* TASK TO COMPLETE *
Copy each line below holding "grass".

* EXTRACTED ENTRIES *
>>>>

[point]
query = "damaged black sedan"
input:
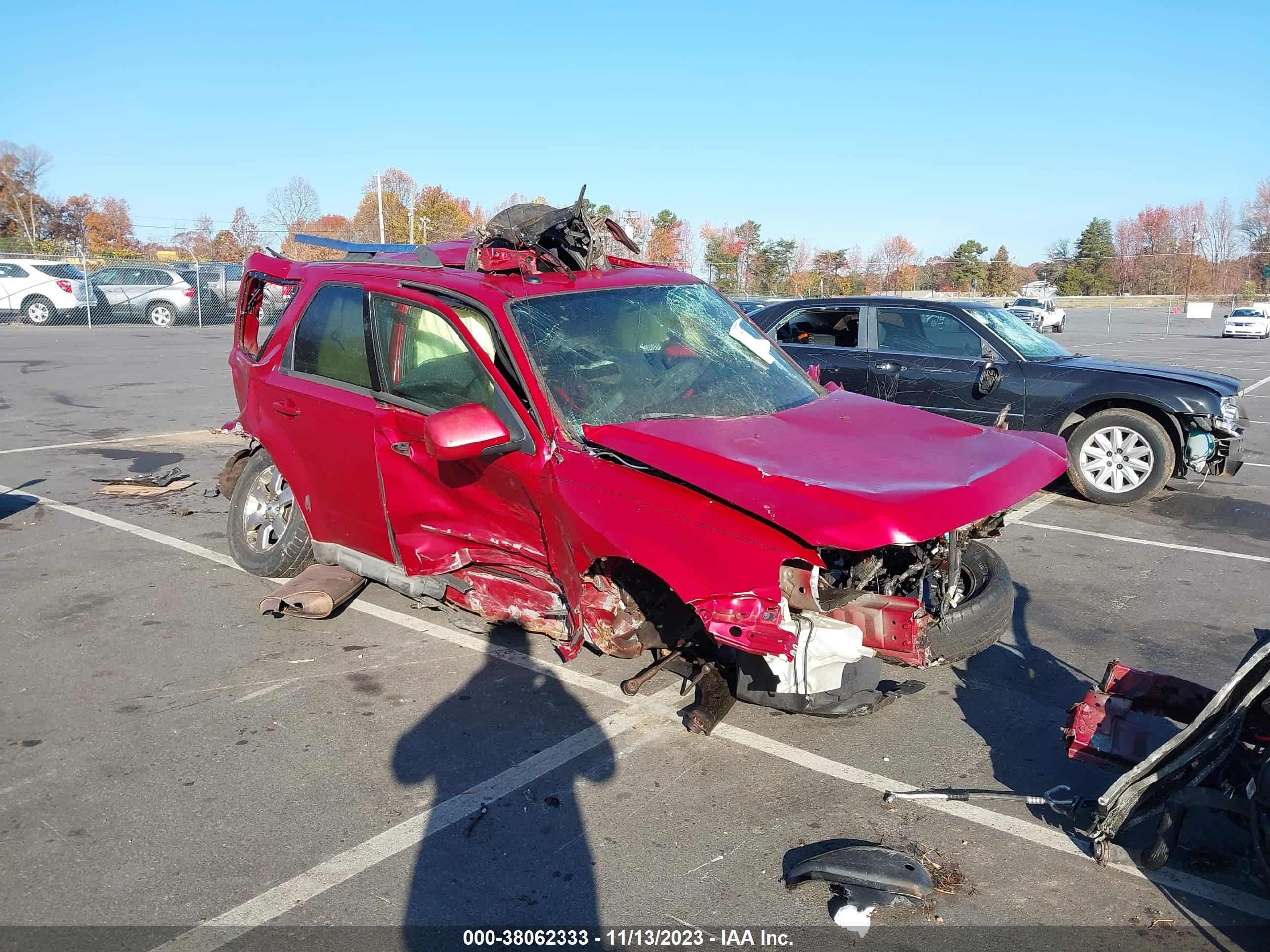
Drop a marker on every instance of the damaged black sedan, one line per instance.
(1129, 428)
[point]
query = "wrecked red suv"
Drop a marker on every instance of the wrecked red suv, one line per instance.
(611, 455)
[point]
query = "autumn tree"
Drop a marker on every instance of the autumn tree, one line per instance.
(22, 206)
(1001, 273)
(108, 226)
(1093, 268)
(967, 271)
(1222, 243)
(441, 216)
(720, 252)
(1255, 220)
(68, 221)
(244, 230)
(771, 266)
(289, 207)
(665, 241)
(196, 240)
(399, 183)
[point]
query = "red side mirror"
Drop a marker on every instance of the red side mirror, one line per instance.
(464, 432)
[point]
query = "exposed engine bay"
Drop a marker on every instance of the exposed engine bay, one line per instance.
(927, 572)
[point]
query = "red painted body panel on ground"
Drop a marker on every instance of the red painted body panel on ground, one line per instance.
(846, 470)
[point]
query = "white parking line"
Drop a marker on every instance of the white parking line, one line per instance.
(1147, 543)
(319, 879)
(1264, 380)
(262, 692)
(313, 883)
(103, 442)
(1039, 501)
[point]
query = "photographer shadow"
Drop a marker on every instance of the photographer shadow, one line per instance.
(523, 860)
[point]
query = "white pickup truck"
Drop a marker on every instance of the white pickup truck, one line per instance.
(1039, 314)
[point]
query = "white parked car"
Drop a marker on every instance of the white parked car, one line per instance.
(1246, 323)
(1039, 314)
(41, 291)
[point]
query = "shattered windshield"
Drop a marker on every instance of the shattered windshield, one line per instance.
(1028, 342)
(662, 351)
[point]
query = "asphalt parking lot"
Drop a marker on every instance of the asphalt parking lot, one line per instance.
(179, 770)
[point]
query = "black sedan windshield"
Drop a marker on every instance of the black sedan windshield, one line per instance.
(660, 351)
(1018, 334)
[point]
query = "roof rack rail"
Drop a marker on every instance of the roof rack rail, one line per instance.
(360, 252)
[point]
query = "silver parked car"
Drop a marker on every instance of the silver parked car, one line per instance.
(224, 280)
(148, 292)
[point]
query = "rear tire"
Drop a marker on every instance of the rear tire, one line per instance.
(1086, 453)
(261, 506)
(982, 617)
(38, 310)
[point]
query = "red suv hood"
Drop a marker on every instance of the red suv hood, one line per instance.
(849, 471)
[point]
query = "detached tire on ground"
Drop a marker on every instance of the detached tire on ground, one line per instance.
(982, 616)
(160, 314)
(38, 310)
(267, 531)
(1119, 457)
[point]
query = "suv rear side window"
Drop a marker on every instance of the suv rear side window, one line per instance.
(424, 358)
(331, 337)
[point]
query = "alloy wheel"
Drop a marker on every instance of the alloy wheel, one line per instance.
(268, 510)
(1116, 460)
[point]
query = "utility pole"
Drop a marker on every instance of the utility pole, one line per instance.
(1191, 266)
(379, 193)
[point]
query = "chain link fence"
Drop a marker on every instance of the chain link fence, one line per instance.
(93, 291)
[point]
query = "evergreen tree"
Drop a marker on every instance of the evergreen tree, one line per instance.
(967, 268)
(1001, 273)
(1093, 270)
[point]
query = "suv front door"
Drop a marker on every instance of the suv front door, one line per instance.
(830, 337)
(317, 417)
(446, 514)
(935, 361)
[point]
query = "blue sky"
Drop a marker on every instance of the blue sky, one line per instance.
(1005, 122)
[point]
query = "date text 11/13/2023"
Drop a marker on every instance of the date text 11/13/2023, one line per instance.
(669, 938)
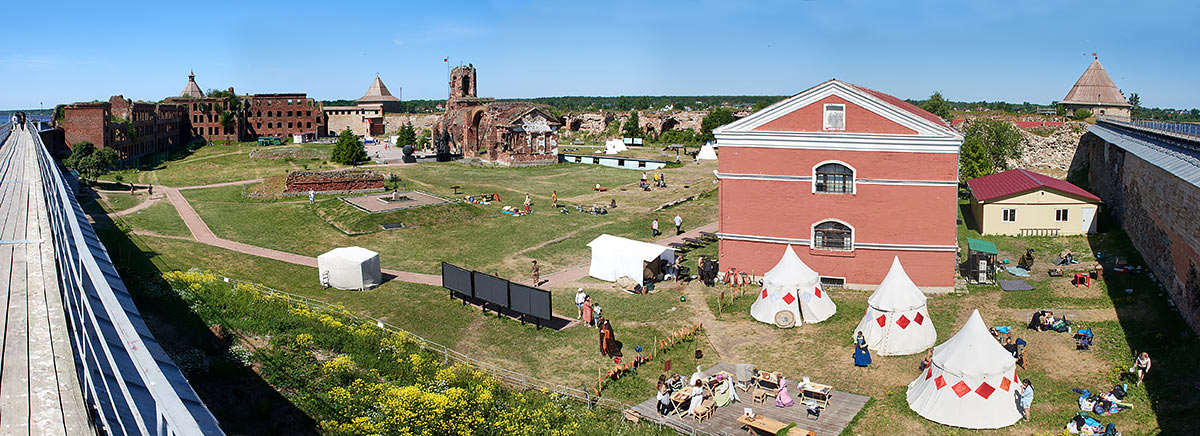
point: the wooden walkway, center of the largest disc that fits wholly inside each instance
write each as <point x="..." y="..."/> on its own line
<point x="843" y="408"/>
<point x="40" y="389"/>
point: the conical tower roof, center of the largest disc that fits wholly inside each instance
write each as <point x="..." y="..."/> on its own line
<point x="377" y="93"/>
<point x="192" y="90"/>
<point x="1095" y="88"/>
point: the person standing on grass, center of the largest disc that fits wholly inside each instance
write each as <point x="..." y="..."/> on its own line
<point x="535" y="272"/>
<point x="580" y="298"/>
<point x="1025" y="398"/>
<point x="1143" y="365"/>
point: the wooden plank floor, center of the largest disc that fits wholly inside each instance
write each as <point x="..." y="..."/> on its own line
<point x="40" y="390"/>
<point x="843" y="407"/>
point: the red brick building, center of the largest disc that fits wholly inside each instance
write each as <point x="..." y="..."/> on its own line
<point x="509" y="133"/>
<point x="259" y="114"/>
<point x="850" y="177"/>
<point x="132" y="129"/>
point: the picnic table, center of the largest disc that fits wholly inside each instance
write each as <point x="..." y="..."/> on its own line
<point x="678" y="399"/>
<point x="769" y="426"/>
<point x="816" y="392"/>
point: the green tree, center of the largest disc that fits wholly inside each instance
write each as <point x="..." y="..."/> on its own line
<point x="988" y="147"/>
<point x="937" y="106"/>
<point x="714" y="119"/>
<point x="349" y="149"/>
<point x="631" y="129"/>
<point x="407" y="135"/>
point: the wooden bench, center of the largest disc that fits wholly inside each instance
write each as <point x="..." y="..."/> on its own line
<point x="769" y="426"/>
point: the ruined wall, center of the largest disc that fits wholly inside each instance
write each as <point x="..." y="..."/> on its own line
<point x="334" y="180"/>
<point x="420" y="121"/>
<point x="1158" y="210"/>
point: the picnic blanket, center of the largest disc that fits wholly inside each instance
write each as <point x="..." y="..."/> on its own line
<point x="1015" y="285"/>
<point x="1018" y="272"/>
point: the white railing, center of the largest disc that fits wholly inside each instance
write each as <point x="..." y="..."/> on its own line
<point x="129" y="382"/>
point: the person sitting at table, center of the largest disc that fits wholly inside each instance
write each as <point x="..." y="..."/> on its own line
<point x="697" y="396"/>
<point x="862" y="356"/>
<point x="725" y="394"/>
<point x="664" y="396"/>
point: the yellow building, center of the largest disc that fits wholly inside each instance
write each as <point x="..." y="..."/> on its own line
<point x="1019" y="202"/>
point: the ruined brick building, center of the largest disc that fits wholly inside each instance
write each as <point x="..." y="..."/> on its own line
<point x="132" y="129"/>
<point x="509" y="133"/>
<point x="259" y="114"/>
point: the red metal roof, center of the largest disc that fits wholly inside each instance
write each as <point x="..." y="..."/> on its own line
<point x="903" y="105"/>
<point x="1020" y="180"/>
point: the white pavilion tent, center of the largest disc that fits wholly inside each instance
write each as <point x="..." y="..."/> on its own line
<point x="613" y="147"/>
<point x="791" y="294"/>
<point x="615" y="257"/>
<point x="349" y="268"/>
<point x="971" y="382"/>
<point x="897" y="321"/>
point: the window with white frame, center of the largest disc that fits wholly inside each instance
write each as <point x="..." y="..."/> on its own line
<point x="1008" y="215"/>
<point x="835" y="117"/>
<point x="832" y="236"/>
<point x="834" y="178"/>
<point x="1060" y="215"/>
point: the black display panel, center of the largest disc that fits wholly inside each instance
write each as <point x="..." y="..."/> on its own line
<point x="491" y="288"/>
<point x="457" y="280"/>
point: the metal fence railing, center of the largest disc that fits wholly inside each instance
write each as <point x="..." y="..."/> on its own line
<point x="129" y="383"/>
<point x="1179" y="129"/>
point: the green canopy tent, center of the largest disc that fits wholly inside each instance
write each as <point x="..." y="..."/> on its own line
<point x="981" y="262"/>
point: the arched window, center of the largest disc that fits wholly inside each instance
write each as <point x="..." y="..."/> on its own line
<point x="834" y="178"/>
<point x="833" y="236"/>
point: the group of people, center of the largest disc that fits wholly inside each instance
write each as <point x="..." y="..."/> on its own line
<point x="723" y="394"/>
<point x="660" y="180"/>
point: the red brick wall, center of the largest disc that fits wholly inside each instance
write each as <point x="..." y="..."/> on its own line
<point x="85" y="124"/>
<point x="811" y="119"/>
<point x="879" y="214"/>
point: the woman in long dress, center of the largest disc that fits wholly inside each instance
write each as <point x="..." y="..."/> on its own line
<point x="862" y="356"/>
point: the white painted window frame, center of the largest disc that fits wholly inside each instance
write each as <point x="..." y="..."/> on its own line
<point x="853" y="177"/>
<point x="825" y="118"/>
<point x="813" y="236"/>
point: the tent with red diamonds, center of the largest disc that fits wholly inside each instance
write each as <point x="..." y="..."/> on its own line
<point x="792" y="294"/>
<point x="970" y="383"/>
<point x="897" y="321"/>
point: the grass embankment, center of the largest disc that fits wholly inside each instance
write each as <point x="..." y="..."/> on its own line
<point x="353" y="377"/>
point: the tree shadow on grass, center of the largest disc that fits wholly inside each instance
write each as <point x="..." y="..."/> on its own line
<point x="240" y="399"/>
<point x="1152" y="326"/>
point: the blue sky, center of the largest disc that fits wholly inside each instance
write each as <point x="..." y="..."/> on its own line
<point x="1009" y="51"/>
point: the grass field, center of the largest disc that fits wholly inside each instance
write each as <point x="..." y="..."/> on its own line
<point x="484" y="239"/>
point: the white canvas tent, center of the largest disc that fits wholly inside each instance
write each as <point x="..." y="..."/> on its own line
<point x="792" y="294"/>
<point x="897" y="321"/>
<point x="349" y="268"/>
<point x="615" y="147"/>
<point x="971" y="382"/>
<point x="615" y="257"/>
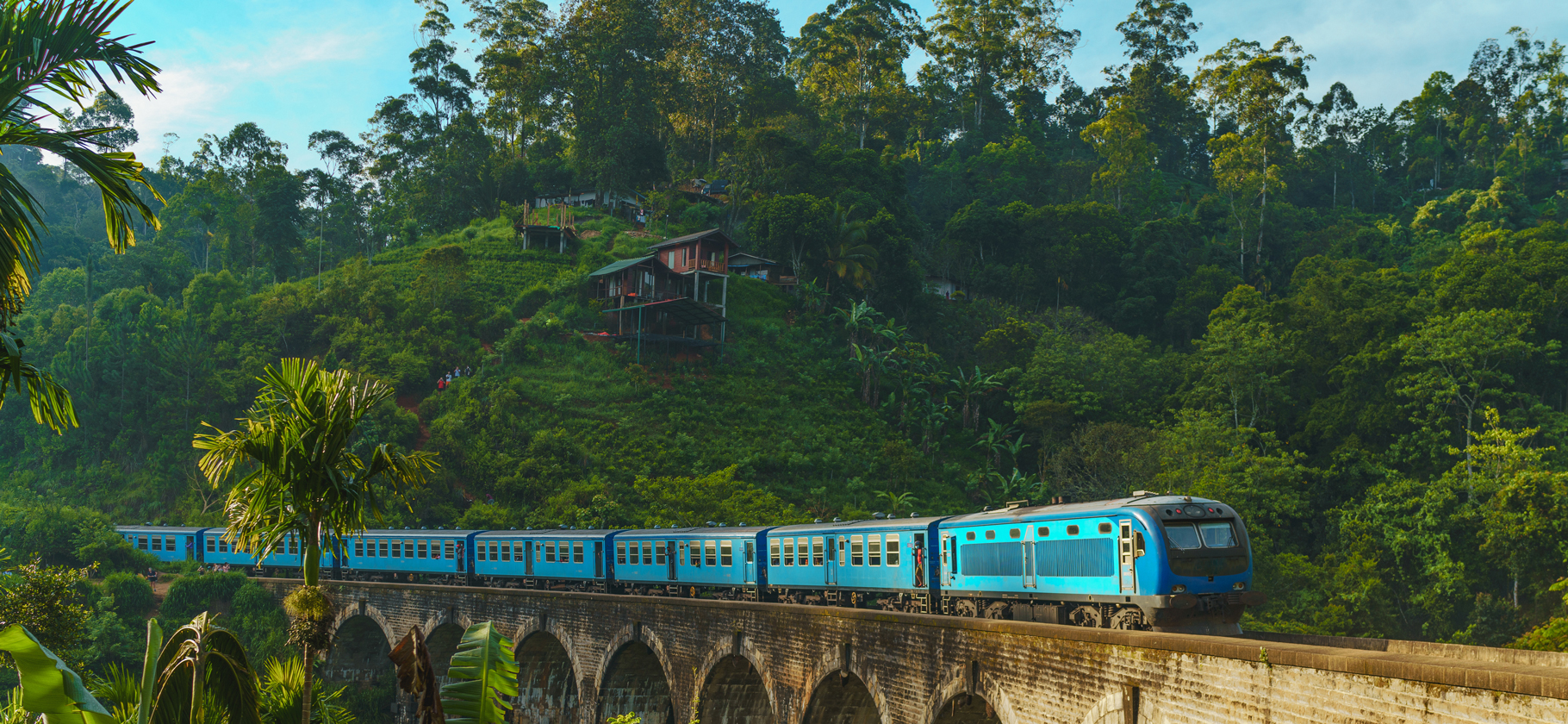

<<<<

* TASK OUTPUT *
point: the person standing on grass, center of the largest disc that fits wholly inside each instance
point: the grass embankment, center of the largest disc that fits wholly inside each instance
point: the tree shadow on grass, center of the largest disc that fits wholly inside each instance
point: the grass field, center of the largest disc that fits wholly inside each instance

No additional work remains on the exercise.